Text segment:

*** Begin section ***

Extended Data Figure 5. Model of replication dynamics and treatment effectiveness in the viral reservoir fitted to the data

The model is fitted to the total inferred average body counts of free virus particles (green line), infected CD4+ T cells (orange line) and virus bound to the follicular dendritic cell network of B cell follicles (grey line). a, Demonstrates the dynamics over the first 200 days of treatment. Note that early on during antiretroviral therapy, HIV-1 RNA in plasma declines more rapidly than virus bound to the follicular dendritic cell network of B cell follicles. Circles demonstrate average data from the 3 patients discussed in detail in this study and an additional 9 patients presented elsewhere. Where the average value was indeterminate because of test sensitivity, the data are fitted below the upper limit of the average log₁₀ infectious units. b, Demonstrates the dynamics over a longer period. The model predicts the persistent low-level viral RNA in plasma. The diamond symbol represents data relating to the long-term persistent virus, as measured using quantitative reverse transcription PCR (see Methods). The optimal model fit parameters are presented in Supplementary Table 1.

*** End section ***

Dataset content:

*** Begin section ***

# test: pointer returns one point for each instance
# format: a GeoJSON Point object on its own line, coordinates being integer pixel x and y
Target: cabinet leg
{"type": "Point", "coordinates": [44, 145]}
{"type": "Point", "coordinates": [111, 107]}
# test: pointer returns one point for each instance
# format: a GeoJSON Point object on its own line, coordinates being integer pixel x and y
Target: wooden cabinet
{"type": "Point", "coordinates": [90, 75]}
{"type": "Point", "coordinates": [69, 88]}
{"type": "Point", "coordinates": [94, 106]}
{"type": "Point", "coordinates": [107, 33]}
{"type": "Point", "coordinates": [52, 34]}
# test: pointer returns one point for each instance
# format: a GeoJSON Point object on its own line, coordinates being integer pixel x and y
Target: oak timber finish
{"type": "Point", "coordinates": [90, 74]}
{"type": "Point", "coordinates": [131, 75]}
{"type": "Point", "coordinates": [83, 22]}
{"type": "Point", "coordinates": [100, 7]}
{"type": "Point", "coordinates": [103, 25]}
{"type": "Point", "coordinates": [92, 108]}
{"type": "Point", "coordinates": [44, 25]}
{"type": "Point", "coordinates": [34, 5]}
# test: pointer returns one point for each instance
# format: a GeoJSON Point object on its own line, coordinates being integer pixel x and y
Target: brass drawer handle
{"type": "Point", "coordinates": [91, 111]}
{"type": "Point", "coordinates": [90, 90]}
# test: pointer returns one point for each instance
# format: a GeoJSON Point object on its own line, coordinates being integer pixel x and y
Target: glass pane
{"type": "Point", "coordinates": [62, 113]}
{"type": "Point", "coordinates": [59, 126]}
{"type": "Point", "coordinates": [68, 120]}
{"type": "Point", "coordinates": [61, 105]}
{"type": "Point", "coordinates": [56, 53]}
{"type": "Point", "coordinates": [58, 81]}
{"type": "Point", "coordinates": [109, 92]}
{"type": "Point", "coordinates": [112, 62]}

*** End section ***

In the figure caption, what does the diamond symbol represent?

Data relating to the long-term persistent virus, measured using quantitative reverse transcription PCR.